START Material for the task

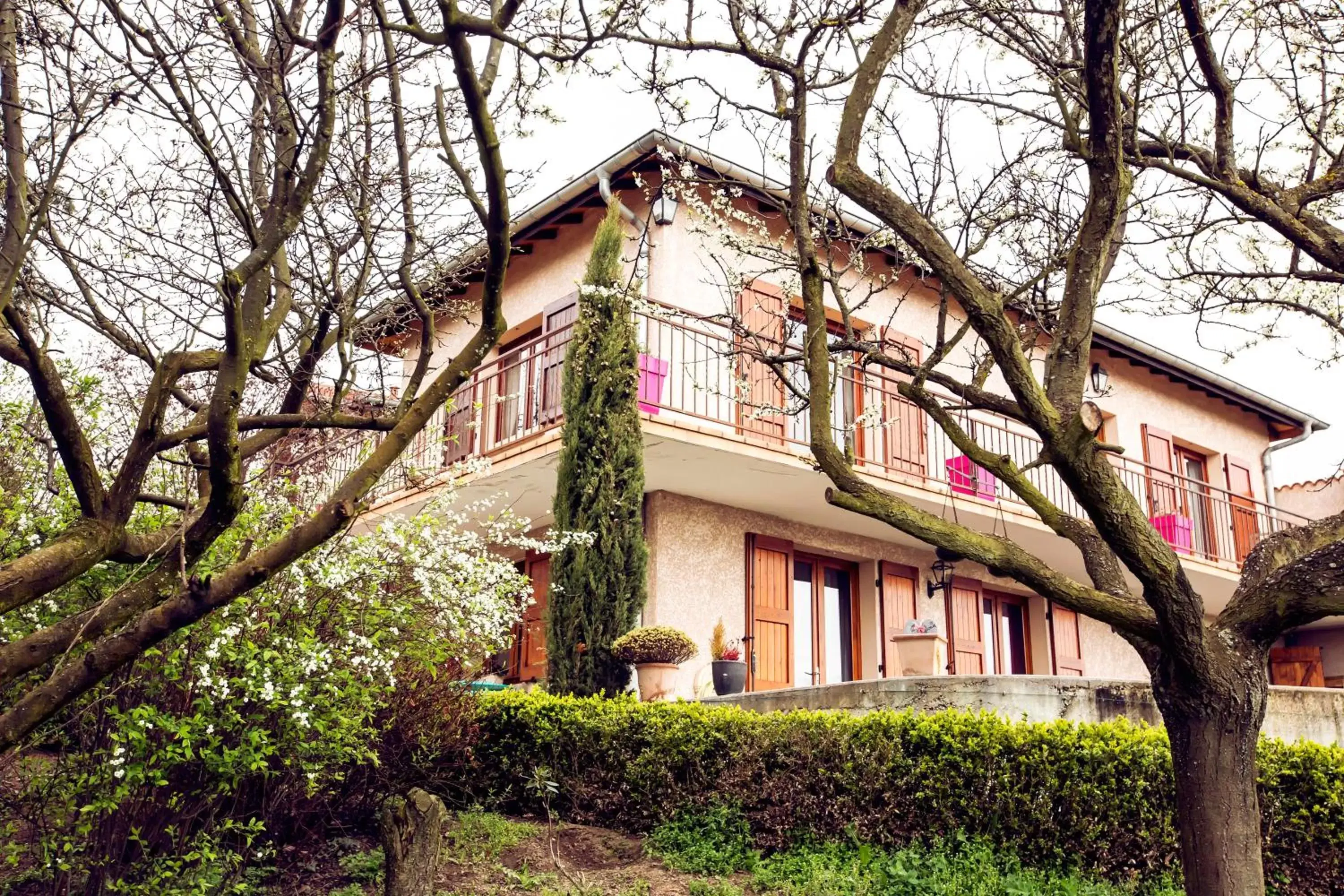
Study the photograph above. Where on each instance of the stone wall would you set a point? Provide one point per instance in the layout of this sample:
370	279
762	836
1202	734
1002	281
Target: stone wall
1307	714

END Material for the task
START Material for the task

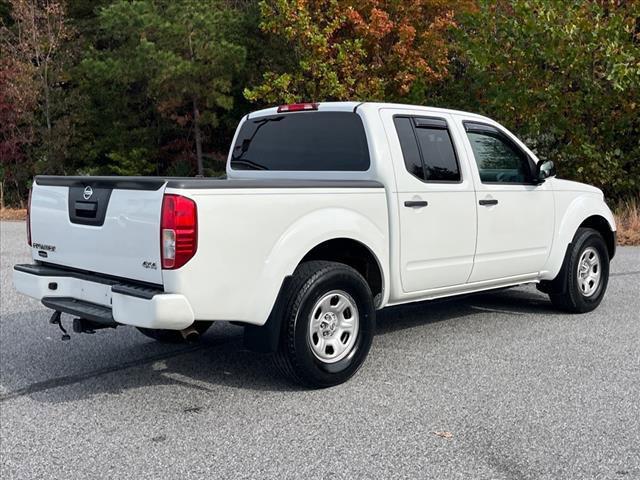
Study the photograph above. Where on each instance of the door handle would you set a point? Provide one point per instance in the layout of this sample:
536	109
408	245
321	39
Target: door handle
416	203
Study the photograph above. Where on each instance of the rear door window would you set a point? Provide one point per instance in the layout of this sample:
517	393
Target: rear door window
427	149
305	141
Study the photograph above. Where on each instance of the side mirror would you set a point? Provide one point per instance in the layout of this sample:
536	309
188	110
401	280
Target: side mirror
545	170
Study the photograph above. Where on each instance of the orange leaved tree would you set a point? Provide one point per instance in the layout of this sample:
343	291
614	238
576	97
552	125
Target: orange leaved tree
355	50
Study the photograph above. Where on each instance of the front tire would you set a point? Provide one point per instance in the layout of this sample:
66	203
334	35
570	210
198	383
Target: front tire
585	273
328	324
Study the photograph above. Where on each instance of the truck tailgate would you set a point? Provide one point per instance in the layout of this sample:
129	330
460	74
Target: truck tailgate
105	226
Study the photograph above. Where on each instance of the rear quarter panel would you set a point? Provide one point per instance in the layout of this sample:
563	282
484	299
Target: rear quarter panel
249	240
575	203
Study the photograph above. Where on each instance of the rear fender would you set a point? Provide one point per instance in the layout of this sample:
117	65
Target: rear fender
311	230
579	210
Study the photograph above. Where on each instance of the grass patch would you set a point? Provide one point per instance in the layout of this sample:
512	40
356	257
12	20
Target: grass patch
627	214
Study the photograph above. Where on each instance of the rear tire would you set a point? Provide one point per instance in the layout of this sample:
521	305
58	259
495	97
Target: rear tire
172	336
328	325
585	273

END Material for the task
START Material for the task

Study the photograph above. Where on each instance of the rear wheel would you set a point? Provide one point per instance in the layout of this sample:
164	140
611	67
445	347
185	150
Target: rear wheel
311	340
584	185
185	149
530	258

END Material for the task

Goal of the exercise:
For each line in the data that holds the word "above", copy the line.

Expected answer:
Study the photograph above. Where on each instance of the stone wall would you set a point? Provide one point per instance in the layout of this sample:
Study the photograph above. Where on each instance of the door handle would you set a point? Provide one point per instance in the layout of this sample:
Study the photograph above. Where on each instance of the rear door window would you set a point? Provide one point per instance in the layout of this sample:
Study the photograph above. Where on each instance of the side mirror would you set a point? Provide one point per instance in the layout of this sample:
Study the photograph above. Where on each instance of the orange leaved tree would you set a point? Provide one point per instance in the layout of this sample:
Study the photograph above. Where on each instance of the front tire would you set a point? Provide one point per instance in the layout of this sample:
Study the photograph above. Where on each instance of the truck tailgate would you set a point? Provide one point per instance in the layout of this sample:
Study the photograph above. Where on each instance of the rear quarter panel would you set a point? Provide one point per instance in the layout of this sample:
Study the photograph above. Where on each instance of the rear fender would you set a point? Provide one point per instance in the layout of this sample:
Study the photograph above. Where on each instance of the grass patch would you set a point? Provide one point per instance in the layout of this sample:
Study the photograph above. Where on each instance of the rear tire would you set a point? Provide one point per instance in the layout of this sample:
Study the photograph above. Where on each instance of the rear wheel would you set a point? Provide one point per instance in the layout of this sample:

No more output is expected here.